### WHAT THE TASK REQUIRES
Collect every line in the entries below that contains the string "road", matching case exactly.
++++ PROVIDED MATERIAL
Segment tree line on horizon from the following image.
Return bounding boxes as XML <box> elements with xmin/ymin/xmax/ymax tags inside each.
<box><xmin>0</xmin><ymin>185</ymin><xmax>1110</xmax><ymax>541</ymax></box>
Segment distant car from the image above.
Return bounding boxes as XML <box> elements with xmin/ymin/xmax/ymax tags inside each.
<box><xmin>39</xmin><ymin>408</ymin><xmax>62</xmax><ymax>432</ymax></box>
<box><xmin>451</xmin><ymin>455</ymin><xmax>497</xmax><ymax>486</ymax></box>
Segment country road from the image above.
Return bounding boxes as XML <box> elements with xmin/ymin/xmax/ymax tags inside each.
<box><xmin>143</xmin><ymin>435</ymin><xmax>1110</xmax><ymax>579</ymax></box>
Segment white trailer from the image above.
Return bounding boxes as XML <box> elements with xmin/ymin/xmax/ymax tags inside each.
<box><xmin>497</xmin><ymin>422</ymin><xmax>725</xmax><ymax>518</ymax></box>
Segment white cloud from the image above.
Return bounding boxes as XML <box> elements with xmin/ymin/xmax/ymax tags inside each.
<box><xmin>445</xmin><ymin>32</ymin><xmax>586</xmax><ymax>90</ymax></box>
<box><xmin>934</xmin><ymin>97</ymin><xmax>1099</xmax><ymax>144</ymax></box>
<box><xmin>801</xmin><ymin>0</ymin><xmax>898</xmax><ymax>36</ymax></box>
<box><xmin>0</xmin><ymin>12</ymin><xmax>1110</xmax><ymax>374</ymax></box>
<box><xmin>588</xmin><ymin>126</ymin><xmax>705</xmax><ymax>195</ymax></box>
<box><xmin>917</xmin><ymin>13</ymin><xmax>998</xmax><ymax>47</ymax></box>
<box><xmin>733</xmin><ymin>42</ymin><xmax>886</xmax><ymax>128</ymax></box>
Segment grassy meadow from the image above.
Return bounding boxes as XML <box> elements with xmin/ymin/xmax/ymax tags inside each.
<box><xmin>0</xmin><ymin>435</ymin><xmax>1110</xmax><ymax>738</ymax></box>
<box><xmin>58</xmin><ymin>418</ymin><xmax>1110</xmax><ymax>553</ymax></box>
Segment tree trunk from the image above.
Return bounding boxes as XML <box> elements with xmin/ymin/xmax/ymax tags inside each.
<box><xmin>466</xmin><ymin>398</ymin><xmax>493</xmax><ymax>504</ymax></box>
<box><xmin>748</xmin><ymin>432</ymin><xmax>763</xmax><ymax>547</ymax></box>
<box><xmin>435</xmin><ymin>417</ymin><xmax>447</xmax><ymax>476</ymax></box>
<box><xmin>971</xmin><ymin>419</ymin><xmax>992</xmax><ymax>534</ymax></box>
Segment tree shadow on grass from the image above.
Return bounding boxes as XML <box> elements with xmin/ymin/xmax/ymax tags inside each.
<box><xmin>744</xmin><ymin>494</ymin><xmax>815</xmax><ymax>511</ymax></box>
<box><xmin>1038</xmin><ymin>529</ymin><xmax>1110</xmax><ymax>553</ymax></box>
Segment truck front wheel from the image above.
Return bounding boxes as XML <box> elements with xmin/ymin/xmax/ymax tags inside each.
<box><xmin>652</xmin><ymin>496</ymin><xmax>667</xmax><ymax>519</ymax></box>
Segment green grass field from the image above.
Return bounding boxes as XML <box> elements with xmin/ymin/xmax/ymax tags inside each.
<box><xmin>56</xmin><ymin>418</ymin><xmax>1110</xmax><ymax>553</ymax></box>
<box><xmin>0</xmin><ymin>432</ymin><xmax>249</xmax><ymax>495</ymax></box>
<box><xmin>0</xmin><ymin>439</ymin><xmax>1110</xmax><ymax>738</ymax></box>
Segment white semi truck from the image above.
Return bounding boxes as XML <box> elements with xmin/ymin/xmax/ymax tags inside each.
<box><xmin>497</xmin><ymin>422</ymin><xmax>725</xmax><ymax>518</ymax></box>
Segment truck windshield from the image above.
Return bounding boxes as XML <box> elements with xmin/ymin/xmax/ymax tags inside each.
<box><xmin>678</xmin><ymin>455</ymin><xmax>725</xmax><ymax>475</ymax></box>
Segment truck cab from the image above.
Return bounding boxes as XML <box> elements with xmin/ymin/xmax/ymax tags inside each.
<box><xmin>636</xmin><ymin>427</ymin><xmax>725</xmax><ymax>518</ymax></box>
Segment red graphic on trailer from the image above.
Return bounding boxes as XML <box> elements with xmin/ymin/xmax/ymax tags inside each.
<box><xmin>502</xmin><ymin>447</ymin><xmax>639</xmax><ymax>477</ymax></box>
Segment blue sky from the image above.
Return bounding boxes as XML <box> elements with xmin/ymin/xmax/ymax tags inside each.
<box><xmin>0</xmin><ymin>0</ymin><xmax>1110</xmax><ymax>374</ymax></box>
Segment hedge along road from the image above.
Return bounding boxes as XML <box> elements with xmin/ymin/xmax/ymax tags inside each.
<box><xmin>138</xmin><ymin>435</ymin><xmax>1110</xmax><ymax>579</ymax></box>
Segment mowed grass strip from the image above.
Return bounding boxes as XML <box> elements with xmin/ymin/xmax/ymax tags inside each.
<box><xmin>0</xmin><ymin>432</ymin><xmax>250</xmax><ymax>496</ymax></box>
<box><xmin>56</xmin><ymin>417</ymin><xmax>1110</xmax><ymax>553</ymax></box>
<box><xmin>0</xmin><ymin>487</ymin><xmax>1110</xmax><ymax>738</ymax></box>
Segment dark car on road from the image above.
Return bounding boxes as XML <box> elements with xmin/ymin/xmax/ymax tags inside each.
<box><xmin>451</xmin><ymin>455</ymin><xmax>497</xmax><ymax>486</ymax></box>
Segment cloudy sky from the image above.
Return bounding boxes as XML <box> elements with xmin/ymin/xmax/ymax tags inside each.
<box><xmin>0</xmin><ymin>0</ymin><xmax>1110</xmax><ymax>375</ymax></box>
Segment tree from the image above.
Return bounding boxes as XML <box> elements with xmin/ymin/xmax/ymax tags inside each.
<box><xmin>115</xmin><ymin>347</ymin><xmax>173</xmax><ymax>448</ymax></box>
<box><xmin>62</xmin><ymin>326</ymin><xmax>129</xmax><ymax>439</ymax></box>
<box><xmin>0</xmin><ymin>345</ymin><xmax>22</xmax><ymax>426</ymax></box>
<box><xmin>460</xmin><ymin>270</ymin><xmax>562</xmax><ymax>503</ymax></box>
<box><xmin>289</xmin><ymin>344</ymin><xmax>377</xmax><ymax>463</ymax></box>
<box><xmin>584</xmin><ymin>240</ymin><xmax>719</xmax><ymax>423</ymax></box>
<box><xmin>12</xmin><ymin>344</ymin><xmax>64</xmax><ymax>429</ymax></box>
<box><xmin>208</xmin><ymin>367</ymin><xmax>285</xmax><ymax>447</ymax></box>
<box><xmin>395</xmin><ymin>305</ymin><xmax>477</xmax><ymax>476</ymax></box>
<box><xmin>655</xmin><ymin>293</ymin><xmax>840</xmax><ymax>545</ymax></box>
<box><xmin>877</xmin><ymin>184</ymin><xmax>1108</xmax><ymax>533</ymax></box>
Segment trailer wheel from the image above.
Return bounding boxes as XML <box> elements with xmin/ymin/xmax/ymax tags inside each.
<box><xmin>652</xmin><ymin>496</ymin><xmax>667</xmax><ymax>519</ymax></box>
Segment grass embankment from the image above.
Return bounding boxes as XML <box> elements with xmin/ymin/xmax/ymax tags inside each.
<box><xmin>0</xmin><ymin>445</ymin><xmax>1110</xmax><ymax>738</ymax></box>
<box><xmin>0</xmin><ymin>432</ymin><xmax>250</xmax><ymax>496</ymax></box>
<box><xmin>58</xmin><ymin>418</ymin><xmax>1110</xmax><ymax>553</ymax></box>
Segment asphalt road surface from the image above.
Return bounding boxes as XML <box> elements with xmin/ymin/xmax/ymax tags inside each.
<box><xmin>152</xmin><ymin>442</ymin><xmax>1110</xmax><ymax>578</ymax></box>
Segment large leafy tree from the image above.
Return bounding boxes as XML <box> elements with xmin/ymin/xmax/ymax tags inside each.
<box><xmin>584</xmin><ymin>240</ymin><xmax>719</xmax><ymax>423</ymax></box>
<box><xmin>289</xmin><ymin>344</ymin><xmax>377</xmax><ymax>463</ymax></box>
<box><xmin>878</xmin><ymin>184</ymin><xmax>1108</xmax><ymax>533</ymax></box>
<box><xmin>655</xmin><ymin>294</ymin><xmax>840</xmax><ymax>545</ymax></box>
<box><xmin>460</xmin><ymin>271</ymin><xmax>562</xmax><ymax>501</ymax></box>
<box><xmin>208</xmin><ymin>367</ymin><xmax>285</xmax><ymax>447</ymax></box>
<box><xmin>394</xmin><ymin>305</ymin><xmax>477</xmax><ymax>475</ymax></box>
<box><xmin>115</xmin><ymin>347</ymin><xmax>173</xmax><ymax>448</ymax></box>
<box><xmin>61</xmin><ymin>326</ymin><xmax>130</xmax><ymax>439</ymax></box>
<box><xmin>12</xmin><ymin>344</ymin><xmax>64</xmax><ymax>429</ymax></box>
++++++++
### REPLY TO THE EXERCISE
Segment country road from the image above.
Segment hedge along road from the image above.
Segment dark car on road from the image above.
Segment asphalt road surface from the image above.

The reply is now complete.